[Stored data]

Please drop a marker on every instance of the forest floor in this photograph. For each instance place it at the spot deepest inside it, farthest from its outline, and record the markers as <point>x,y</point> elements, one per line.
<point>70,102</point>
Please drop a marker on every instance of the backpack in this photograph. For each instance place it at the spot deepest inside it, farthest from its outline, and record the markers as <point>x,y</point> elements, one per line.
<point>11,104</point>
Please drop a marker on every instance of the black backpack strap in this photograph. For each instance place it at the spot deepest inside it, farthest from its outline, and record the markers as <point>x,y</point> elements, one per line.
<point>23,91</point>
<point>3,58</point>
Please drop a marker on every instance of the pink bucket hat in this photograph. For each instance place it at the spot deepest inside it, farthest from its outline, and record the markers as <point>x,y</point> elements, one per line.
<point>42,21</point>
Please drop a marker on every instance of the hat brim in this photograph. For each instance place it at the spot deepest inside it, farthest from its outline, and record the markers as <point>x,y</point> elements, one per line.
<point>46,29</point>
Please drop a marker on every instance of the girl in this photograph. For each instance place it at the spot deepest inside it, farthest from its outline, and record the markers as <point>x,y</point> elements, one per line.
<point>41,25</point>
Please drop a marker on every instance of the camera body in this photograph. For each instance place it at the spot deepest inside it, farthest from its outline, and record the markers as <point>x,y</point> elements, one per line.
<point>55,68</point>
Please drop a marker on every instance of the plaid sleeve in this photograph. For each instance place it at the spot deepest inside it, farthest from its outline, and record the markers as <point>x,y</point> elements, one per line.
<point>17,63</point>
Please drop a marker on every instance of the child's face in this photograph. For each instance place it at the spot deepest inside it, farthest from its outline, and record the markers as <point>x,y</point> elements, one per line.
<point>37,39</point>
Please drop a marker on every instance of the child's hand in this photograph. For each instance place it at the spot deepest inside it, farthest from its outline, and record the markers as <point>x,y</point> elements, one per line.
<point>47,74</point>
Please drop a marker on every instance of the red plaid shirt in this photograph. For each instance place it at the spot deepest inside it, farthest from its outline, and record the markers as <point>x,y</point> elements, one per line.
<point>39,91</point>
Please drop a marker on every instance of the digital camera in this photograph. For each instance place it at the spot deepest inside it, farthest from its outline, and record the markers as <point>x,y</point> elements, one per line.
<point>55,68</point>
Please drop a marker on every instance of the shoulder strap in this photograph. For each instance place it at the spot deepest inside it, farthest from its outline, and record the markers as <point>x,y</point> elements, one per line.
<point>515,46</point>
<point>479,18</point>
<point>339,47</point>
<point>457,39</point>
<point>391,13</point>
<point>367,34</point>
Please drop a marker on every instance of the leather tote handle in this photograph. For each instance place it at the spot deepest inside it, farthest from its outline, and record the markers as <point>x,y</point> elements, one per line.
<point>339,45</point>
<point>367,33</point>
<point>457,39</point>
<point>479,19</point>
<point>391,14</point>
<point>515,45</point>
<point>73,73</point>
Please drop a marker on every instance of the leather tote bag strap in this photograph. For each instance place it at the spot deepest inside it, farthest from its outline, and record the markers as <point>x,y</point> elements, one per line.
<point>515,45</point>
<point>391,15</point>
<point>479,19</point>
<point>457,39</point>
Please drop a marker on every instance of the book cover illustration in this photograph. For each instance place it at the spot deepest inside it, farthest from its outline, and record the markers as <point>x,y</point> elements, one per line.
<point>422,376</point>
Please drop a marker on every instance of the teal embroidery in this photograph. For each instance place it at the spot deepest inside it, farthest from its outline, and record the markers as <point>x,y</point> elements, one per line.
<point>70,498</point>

Task to complete:
Above are the records; copy all of them exactly.

Result of this task:
Please drop a marker on every instance of the forest floor in this photograph. For each instance place it at the spot deepest inside it, farthest from its outline, and record the markers as <point>x,y</point> elements, one per line.
<point>70,102</point>
Please drop a marker on every instance of the backpack in this photograph. For each instance place it at the spot deepest inside it, farthest from its outline, and record the markers as <point>x,y</point> elements, one per line.
<point>11,104</point>
Please drop a marker on every instance of the black backpack strap in this photograph. For each instance place it at the spot deepest inside it, farthest from its outline, and record the markers as <point>x,y</point> elements, one per line.
<point>23,91</point>
<point>3,58</point>
Please drop a marker on every instance of the pink bucket hat in this photograph. For each instance place it at the spot deepest inside it, farthest from its outline, and record the markers as <point>x,y</point> elements, one per line.
<point>42,21</point>
Please drop a marker on every instance of the hat brim in this photograph. For each instance place it at the spot deepest inside it, farthest from its outline, and record the markers as <point>x,y</point> elements, one per line.
<point>46,29</point>
Please drop a marker on every instance of the girl in this photograph. For each instance place it at the spot deepest inside it, farthest from its outline, and record the markers as <point>x,y</point> elements, one per line.
<point>41,25</point>
Please drop a marker on every instance of the camera body in this photograph. For each instance place it at the spot deepest inside it, farthest from its outline, and record the markers as <point>x,y</point> elements, one per line.
<point>55,68</point>
Please drop a marker on every instance of the plaid sleeve in this photograph. For each instance place it at the spot deepest inside it, farthest from its outline, and record the markers as <point>x,y</point> elements, one per line.
<point>17,63</point>
Please drop a marker on every instance of the child's face in this photograph. For each instance place it at the spot deepest inside it, farthest from its outline, and record the markers as <point>x,y</point> elements, one per line.
<point>37,39</point>
Please drop a marker on every instance of the child's hand in this photograph. For each instance place it at the spot deepest inside it, farthest from its outline, and record the markers as <point>x,y</point> elements, one per line.
<point>47,74</point>
Please drop a marker on every instance of the red plaid shirt in this photograph. For each instance place it at the spot deepest inside it, farthest from its outline, and record the markers as <point>x,y</point> elements, one per line.
<point>39,91</point>
Please drop a marker on every instance of the digital camera in this photograph. For each instance place it at the spot deepest inside it, farthest from its outline, and record the markers as <point>x,y</point> elements, one per line.
<point>55,68</point>
Please drop a marker on every instance of the shoulder strap in this photograph. For each instance place it at the spot deepest inside it, farthest from its outline, and record the markers as <point>x,y</point> elements, one per line.
<point>515,46</point>
<point>479,18</point>
<point>339,47</point>
<point>457,39</point>
<point>391,13</point>
<point>367,34</point>
Please drop a marker on every instance of the leather tote handle in this photograph. For each instance place it at the spot deepest inside it, farthest from its outline, and record the markers as <point>x,y</point> elements, one per line.
<point>339,45</point>
<point>367,33</point>
<point>457,39</point>
<point>479,19</point>
<point>391,14</point>
<point>515,45</point>
<point>73,73</point>
Please drop a marker on every instance of the leather tote bag strap in this photograph. For each instance place it at the spot deepest inside it, farthest from its outline, and record the markers as <point>x,y</point> elements, one per line.
<point>515,45</point>
<point>391,15</point>
<point>479,19</point>
<point>457,39</point>
Please drop a marker on every instance of the book cover illustration in this photograph. For each instance place it at the spot deepest inside it, farthest from its outline, and record the markers as <point>x,y</point> elements, one per line.
<point>422,376</point>
Please drop a marker on every instance of the teal embroidery in this photograph. For each instance place it at the spot deepest inside it, farthest from its outline, and record the markers as <point>x,y</point> elements, one per line.
<point>70,498</point>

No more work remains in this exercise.